-
Cordelio studiuję Ochronę Środowiska. Jestem na drugim roku. W ogóle coraz mniej podobają mi się te studia. Ale chyba na żadnym kierunku nie podobało by mi się w 100%, więc przeboleję. Ważne, że mam dużo możliwości po tym kierunku. Aaa miałam jeszcze opowiedzieć jakie to jaja dziją się u nas. Otóz w piątek kończy się sesja poprawkowa a ja nie mam jeszcze wyników z jednego egzaminu. Babka miała 2 tygodnie czasu na sprawdzenie naszych testów (!) i nie zdąrzyła. W piątek dopiero będą wyniki
I teraz pytanie co z tymi co nie zdadzą?? Kiedy mają poprawiać?? Masakra. Jak można być tak nieodpowiedzialnym? Jak na mój gust to musi wszystkich przepuścić. I z tego bardzo się cieszę, bo kiepsko poszedł mi ten egzamin. W ogóle nic na niego nie umiałam, wszystko ściągnęłam. Ale pierwszy i ostatni raz.

##########

**Zestaw zadań**.
(1) Proszę przetłumaczyć na język angielski zdanie z wpisu o studiach: „Ważne, że mam dużo możliwości po tym kierunku.”
(2) Na podstawie wpisu o studiach proszę odpowiedzieć na poniższe pytania.
(a) Na którym roku studiów jest osoba pisząca wpis?
(b) Ile czasu, według wpisu, było na sprawdzenie testów?
(c) W którym dniu tygodnia kończy się sesja poprawkowa?

(Dane do oznaczania współrzędnych)
##########

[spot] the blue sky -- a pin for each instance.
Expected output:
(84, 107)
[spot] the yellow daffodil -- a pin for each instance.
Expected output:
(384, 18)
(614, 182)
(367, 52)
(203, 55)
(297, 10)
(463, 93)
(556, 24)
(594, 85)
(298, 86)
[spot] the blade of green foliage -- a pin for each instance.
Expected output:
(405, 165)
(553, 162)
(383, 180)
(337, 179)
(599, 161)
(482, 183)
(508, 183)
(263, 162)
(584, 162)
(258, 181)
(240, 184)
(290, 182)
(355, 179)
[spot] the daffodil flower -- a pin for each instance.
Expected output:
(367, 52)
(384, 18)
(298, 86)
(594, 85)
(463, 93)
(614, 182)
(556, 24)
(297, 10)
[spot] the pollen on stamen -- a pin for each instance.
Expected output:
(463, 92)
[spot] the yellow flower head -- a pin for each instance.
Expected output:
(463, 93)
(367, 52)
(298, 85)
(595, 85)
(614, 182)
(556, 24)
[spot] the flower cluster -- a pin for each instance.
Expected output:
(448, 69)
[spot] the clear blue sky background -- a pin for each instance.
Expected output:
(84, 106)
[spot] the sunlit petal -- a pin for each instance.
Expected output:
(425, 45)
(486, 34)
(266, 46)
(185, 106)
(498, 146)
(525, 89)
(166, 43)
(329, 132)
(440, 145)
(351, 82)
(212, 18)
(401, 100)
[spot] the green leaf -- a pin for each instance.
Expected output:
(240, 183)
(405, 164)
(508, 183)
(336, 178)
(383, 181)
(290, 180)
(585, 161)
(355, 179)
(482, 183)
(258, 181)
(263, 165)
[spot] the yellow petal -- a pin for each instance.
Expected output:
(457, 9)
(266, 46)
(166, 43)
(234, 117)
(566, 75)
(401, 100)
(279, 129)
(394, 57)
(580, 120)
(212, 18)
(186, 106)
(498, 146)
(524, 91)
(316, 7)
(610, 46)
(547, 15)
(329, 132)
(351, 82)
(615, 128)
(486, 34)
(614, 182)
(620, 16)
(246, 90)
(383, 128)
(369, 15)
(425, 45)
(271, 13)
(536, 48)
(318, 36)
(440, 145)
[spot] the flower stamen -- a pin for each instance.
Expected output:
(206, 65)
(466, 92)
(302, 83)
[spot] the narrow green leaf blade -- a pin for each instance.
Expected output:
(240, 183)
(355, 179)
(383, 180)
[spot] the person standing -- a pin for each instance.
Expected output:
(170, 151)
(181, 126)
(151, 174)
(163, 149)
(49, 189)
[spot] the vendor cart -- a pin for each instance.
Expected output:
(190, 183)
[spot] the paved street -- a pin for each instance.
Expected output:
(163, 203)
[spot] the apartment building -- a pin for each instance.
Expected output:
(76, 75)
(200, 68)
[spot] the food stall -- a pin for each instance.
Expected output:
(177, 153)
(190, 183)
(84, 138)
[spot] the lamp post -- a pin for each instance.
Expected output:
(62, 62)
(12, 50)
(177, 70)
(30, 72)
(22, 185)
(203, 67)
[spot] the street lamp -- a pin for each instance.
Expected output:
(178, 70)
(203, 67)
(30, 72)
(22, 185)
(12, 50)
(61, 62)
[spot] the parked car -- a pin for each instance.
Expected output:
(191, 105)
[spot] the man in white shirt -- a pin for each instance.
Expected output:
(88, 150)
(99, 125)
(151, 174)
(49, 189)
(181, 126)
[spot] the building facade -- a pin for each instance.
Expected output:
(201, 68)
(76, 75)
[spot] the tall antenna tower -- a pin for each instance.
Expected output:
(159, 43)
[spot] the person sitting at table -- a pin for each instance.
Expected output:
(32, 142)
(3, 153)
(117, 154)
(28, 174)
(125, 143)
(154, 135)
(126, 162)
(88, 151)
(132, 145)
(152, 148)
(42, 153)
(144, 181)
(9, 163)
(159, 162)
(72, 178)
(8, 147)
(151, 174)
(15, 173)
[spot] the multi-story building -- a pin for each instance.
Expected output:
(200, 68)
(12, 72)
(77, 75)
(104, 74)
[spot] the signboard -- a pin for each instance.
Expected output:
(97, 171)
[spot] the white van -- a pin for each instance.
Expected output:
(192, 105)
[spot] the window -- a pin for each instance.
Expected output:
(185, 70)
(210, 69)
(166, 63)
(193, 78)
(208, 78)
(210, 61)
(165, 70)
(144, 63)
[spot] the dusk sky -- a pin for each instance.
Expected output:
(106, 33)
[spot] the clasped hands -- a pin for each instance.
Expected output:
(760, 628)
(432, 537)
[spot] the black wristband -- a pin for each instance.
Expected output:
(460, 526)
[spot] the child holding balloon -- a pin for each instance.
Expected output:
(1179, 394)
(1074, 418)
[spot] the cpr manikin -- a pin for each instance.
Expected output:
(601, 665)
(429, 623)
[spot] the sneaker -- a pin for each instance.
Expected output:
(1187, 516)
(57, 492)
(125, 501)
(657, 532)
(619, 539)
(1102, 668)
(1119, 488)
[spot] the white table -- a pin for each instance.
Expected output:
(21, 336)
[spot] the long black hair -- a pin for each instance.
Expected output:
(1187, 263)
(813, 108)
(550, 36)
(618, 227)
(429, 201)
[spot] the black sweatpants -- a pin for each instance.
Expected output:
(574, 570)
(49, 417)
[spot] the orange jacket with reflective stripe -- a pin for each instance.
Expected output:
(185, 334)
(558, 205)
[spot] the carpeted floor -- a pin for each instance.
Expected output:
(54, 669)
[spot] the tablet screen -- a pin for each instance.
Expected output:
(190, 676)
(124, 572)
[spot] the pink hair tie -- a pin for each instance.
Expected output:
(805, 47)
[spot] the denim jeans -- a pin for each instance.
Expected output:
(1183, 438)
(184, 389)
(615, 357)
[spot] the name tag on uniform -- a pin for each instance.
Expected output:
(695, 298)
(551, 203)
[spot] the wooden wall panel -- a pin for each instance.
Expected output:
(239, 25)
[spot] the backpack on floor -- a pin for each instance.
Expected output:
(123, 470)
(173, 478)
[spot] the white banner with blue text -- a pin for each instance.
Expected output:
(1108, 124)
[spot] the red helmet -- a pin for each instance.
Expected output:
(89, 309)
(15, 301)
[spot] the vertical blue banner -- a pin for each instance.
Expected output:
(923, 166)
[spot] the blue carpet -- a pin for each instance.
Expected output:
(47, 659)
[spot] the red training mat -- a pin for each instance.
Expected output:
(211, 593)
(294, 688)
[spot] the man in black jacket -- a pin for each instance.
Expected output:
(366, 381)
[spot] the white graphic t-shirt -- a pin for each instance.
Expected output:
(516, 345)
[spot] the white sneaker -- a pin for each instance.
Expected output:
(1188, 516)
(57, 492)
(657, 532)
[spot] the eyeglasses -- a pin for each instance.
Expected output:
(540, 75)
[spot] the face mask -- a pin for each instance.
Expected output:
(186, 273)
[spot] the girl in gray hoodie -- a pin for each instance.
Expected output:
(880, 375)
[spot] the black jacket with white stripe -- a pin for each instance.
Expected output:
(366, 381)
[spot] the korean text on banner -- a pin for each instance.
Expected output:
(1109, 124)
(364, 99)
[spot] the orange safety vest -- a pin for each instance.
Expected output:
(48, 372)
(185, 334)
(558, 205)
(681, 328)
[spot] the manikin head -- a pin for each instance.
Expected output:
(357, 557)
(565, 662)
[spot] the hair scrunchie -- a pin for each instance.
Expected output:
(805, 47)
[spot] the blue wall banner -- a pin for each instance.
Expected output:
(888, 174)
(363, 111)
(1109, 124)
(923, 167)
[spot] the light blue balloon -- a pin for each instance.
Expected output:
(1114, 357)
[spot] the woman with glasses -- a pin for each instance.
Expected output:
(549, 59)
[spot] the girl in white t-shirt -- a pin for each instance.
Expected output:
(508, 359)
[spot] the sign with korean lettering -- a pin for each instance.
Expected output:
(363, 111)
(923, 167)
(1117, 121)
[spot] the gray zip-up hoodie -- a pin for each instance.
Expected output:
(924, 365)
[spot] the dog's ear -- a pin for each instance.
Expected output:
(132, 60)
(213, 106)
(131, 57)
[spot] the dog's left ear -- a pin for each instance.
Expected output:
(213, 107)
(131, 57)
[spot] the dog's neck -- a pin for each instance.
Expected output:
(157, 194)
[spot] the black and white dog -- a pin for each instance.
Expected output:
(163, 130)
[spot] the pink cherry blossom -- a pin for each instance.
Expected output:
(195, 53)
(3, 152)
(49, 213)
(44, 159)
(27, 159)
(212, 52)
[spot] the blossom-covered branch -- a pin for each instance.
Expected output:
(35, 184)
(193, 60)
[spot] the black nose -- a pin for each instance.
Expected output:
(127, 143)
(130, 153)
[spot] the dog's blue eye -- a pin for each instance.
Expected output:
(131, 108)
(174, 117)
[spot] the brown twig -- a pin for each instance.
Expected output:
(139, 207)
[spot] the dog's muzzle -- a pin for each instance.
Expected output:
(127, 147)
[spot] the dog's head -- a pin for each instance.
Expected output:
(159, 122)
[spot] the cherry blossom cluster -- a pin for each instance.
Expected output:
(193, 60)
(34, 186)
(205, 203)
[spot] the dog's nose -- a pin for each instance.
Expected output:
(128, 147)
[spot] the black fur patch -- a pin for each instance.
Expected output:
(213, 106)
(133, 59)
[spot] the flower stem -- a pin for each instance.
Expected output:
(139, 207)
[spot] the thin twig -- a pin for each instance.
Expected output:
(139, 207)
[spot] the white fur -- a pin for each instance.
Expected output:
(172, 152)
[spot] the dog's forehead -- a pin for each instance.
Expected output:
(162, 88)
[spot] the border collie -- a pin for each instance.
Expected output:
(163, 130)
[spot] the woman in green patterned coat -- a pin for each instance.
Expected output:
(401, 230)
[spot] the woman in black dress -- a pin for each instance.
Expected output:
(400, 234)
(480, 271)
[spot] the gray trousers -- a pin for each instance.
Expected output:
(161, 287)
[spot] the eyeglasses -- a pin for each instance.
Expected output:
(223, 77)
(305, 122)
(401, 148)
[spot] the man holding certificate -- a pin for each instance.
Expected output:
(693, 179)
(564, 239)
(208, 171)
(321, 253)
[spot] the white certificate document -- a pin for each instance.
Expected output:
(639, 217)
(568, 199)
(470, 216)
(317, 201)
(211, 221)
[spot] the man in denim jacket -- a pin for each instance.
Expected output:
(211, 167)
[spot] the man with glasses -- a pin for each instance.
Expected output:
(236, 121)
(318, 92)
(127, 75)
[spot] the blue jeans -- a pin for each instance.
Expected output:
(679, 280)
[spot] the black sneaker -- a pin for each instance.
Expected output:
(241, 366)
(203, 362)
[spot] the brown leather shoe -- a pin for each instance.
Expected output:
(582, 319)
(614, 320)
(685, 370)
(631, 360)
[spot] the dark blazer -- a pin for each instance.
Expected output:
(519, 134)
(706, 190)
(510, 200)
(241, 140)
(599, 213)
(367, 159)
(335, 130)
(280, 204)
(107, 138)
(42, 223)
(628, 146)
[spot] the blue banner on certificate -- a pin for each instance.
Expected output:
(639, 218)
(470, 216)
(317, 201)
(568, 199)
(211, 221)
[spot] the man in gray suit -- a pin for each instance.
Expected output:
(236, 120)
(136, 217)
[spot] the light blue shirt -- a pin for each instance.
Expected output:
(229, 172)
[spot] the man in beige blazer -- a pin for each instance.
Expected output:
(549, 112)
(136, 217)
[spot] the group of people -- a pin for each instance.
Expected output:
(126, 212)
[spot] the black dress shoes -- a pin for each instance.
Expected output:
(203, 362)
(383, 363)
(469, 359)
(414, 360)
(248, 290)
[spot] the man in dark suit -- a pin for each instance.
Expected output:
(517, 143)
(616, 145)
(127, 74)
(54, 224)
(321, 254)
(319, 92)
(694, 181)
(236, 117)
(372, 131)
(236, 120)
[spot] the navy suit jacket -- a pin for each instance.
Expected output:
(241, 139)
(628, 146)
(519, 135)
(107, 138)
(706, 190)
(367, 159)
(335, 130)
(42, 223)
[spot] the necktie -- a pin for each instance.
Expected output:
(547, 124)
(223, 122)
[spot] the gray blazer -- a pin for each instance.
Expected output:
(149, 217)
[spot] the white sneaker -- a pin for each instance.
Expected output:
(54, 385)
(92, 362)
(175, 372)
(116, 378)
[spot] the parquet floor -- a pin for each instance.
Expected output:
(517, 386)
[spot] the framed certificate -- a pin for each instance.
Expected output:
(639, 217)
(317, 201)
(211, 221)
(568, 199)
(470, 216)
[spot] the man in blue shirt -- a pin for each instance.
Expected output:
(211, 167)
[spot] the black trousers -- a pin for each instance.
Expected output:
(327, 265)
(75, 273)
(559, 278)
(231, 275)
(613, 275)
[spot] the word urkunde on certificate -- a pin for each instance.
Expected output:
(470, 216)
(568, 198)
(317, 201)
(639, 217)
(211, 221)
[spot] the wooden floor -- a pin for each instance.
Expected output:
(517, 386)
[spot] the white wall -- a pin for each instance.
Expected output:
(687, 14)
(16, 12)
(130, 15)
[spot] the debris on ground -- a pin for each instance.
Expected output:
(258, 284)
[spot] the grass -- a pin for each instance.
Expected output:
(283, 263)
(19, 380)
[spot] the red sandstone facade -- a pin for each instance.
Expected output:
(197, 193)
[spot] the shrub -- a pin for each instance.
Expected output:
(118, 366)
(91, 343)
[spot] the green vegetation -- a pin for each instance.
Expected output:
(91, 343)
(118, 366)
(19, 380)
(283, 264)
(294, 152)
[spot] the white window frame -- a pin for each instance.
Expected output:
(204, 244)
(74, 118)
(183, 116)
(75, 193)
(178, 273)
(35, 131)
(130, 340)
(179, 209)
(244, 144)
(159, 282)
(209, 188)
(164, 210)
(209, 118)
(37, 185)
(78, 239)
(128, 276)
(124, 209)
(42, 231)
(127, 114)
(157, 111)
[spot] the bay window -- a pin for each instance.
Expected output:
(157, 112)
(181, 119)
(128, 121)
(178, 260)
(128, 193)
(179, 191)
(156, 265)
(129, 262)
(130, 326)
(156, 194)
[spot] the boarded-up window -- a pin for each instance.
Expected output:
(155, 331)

##########

**Lista rozwiązań**.
(1) What matters is that I have a lot of options after this degree.

(2)
(a) Na drugim roku.
(b) Dwa tygodnie.
(c) W piątek.